> _Required action_: Transcribe the following records exactly, images excluded.
※
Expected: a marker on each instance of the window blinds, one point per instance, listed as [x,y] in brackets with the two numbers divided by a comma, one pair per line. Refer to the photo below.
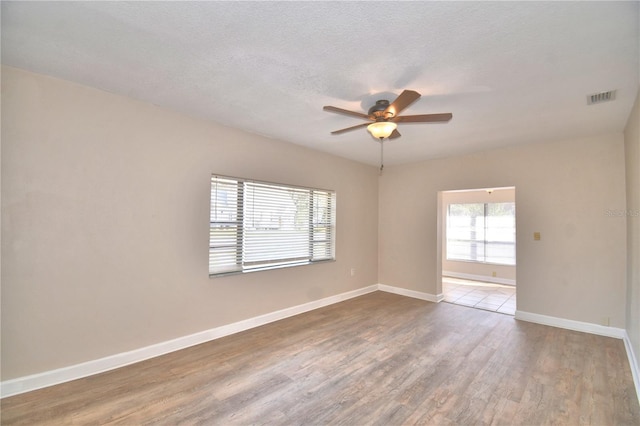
[260,225]
[482,232]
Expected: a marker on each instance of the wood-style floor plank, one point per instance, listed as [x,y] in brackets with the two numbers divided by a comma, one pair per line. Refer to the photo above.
[379,359]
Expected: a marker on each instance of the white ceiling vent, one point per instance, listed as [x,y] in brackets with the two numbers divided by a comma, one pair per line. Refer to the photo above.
[598,98]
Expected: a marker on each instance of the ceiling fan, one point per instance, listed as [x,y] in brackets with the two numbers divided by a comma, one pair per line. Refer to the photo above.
[385,116]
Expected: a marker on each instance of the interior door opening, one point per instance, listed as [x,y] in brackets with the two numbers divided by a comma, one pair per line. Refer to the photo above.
[478,248]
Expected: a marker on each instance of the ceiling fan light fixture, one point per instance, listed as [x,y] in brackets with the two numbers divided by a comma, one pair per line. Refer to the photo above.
[382,129]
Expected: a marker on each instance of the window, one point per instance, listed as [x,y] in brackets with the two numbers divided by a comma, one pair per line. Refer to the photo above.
[484,233]
[260,225]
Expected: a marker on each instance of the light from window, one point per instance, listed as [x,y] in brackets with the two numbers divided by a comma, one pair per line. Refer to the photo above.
[258,225]
[485,233]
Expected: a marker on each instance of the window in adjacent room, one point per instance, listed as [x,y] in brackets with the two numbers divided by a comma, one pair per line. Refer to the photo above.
[260,225]
[482,232]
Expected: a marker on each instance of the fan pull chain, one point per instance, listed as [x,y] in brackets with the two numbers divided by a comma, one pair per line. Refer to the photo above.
[381,155]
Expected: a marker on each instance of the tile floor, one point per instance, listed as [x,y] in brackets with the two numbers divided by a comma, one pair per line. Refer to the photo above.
[481,295]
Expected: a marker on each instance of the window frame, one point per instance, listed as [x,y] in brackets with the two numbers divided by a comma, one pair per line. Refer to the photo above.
[317,200]
[484,241]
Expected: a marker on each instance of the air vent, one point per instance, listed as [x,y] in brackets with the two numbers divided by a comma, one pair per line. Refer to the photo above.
[598,98]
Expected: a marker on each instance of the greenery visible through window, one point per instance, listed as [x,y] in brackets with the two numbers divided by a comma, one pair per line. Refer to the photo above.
[260,225]
[480,232]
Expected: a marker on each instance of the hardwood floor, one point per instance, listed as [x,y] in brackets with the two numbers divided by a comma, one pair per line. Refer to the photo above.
[379,359]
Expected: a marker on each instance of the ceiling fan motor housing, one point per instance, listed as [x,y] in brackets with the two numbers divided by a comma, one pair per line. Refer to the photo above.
[379,108]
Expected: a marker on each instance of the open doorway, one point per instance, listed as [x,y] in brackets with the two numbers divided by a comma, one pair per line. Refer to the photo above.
[478,252]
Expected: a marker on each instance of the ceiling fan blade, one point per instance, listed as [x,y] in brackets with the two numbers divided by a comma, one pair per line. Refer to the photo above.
[405,99]
[348,129]
[347,112]
[395,134]
[423,118]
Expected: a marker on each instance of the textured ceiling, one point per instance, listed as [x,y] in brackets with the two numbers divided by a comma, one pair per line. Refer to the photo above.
[510,72]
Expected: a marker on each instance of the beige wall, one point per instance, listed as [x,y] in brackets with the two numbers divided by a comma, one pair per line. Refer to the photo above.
[500,195]
[632,158]
[563,190]
[105,205]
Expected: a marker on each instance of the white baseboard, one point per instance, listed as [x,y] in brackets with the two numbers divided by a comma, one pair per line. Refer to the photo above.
[78,371]
[633,363]
[505,281]
[585,327]
[411,293]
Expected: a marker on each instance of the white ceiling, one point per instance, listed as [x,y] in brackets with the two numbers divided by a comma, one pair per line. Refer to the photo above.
[510,72]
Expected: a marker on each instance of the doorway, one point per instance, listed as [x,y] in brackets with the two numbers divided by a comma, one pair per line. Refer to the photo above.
[478,243]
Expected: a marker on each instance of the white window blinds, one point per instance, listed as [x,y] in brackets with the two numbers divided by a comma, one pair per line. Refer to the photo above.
[259,225]
[482,232]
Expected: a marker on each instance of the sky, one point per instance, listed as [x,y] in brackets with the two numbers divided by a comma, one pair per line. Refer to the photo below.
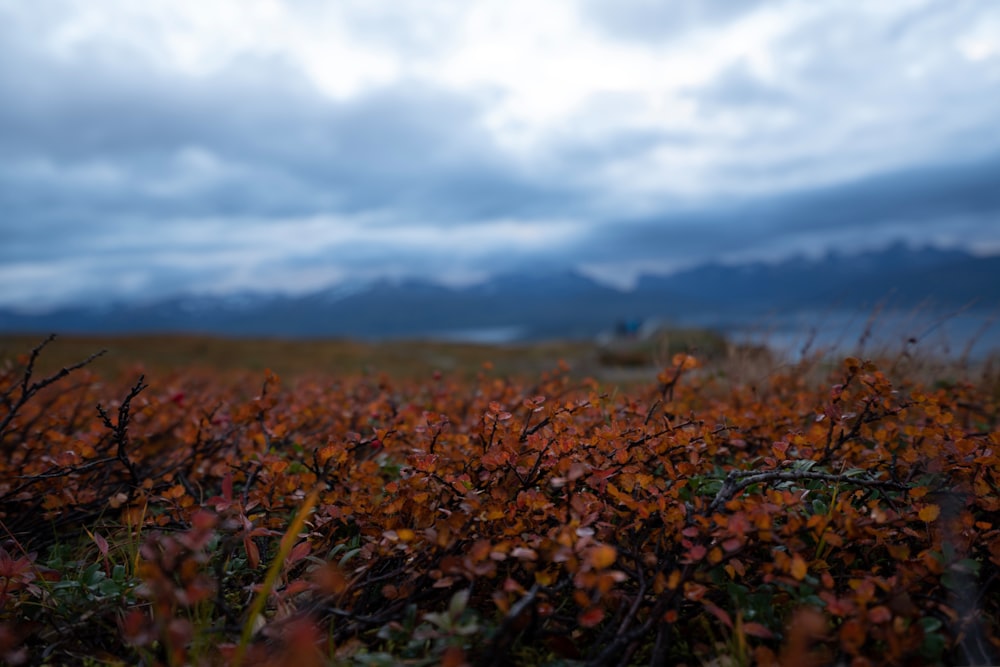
※
> _Exercise output_:
Expected: a marker on each instance of the window blinds, one point per instance, listed as [x,y] in brackets with the two numbers divided by a comma, one pair per line. Refer to the photo below.
[260,225]
[482,232]
Expected: a marker on each instance of the wood-style floor plank, one point per instance, listed as [x,y] in brackets with the two numbers divided by a comma, one pair per line. Refer to the photo above.
[379,359]
Expected: a marker on each instance of the white ceiling vent, one point per instance, listed as [x,y] in brackets with the two numbers divided by a comma, one pair per line. Refer to the photo above.
[598,98]
Expected: a marker on each instance of the ceiling fan, one point per instance, listed as [x,y] in brackets with the two numbers divided by a comma, one pair per line. Refer to the photo above.
[385,116]
Expected: a marker on each instance of the interior door opening, one point per instance, listed as [x,y] in brackets with the two numbers divided by a comma, one pair per line. Refer to the photo above.
[478,248]
Expected: a marker on each instance of the ceiling fan light fixture, one point per instance, listed as [x,y] in brackets with the two numbers divided by a comma, one pair per line. Refer to the photo above.
[382,129]
Expected: a marker on each instance of the window, one point per instance, listed as [x,y] in brackets with the two numbers divided by a comma, one pair per line. Refer to the photo above.
[484,233]
[260,225]
Expected: a marker on each instance of the light from window, one point per instance, listed as [x,y] in brackets with the two numbers divided by a comma, one pair per line. Refer to the photo above.
[258,225]
[485,233]
Expected: a marker on each instance of the window in adjacent room, one point per instance, listed as [x,y] in brackets with the two numbers divided by a comma, one pair per line. Refer to the photo above.
[260,225]
[482,232]
Expected: a marker on each instance of the fan pull chain, one point per instance, listed as [x,y] in brackets with the two numbers divided by a comma, one pair per line. Refer to the photo above.
[381,155]
Expected: a marker on each instance of the tile floor, one point per instance, listed as [x,y] in brackets with the two numbers divided by a comma, one pair per line. Refer to the photo above.
[481,295]
Expected: a marker on each instance of the window frame, one point per instance, listed as [x,y] in brackets with the two numbers divided by a comma, one pair per line. Refer to the photo above.
[317,200]
[484,241]
Expected: a marker on each instance of the air vent, one point per instance, listed as [x,y] in brackets with the two numbers divided by a comma, one pair per line. Refer to the photo above.
[598,98]
Expected: a marker on each instance of the greenery visible through window, one point per instance, listed as [x,y] in brackets with the two numbers divided by a comma, one pair per line. Refer to the photo above.
[260,225]
[480,232]
Expected: a marker on each instance of the hardwood floor, one point per instance, listed as [x,y] in brackets with the two numbers divided by a comma, one pair per line. Refer to the photo above.
[379,359]
Expected: a marker on each instance of the ceiling fan motor housing, one point per instance, listed as [x,y] in brackets with the two numbers divided by a comma, one pair per line. Refer to the photo above.
[379,108]
Expected: a marker on each instance of the open doorway, one point per instance, listed as [x,y] in brackets with the two numbers divided by a comma, one pair per line. Refer to the photo above.
[478,252]
Expected: a marker on each instance of the ceiling fan blade, one point per instance, listed as [x,y] in brackets with the two numbers divided by a comma, one pair per line. Refer to the photo above.
[405,99]
[348,129]
[347,112]
[395,134]
[423,118]
Expected: a marker on each instance of the textured ceiling, one point per instance, listed as [x,y] in brackets with the two numbers divided by a comma, one pair per line. Refer to the photo above.
[510,72]
Expected: a marker on each instance of the beige wall, one point per instance, listed as [x,y] in brackets with the two numbers divided by a comma, one pair per line. Refer to the photo above.
[500,195]
[632,158]
[563,190]
[105,205]
Expected: a marker on each instance of the white baseboard, one point per instance, listed as [x,y] in brackets with the two numbers divided by a comma, one pair per line. Refer to the photo above.
[78,371]
[633,363]
[505,281]
[585,327]
[411,293]
Expected: a marker on each instance of the white ceiling, one point per instance, listed as [x,y] in brackets with the two numbers divided by a comma, one pair per line. Refer to the photo above.
[510,72]
Expected: a marker on each instance of the doorway, one point per instance, listed as [x,y] in brackets with the two numbers divided by a comma, one pair per line. Refer to the photo above.
[478,243]
Expected: a marker on each instance of the white window blinds, one point per instance, listed as [x,y] in brackets with the two numbers divided by a comma, one pair per line. Refer to the photo above.
[259,225]
[482,232]
Expected: a marker on each instance of the sky, one point per instance, listed as [x,y] in brackets with the two numbers divided by a comma, one pair per line. Refer to the photo below.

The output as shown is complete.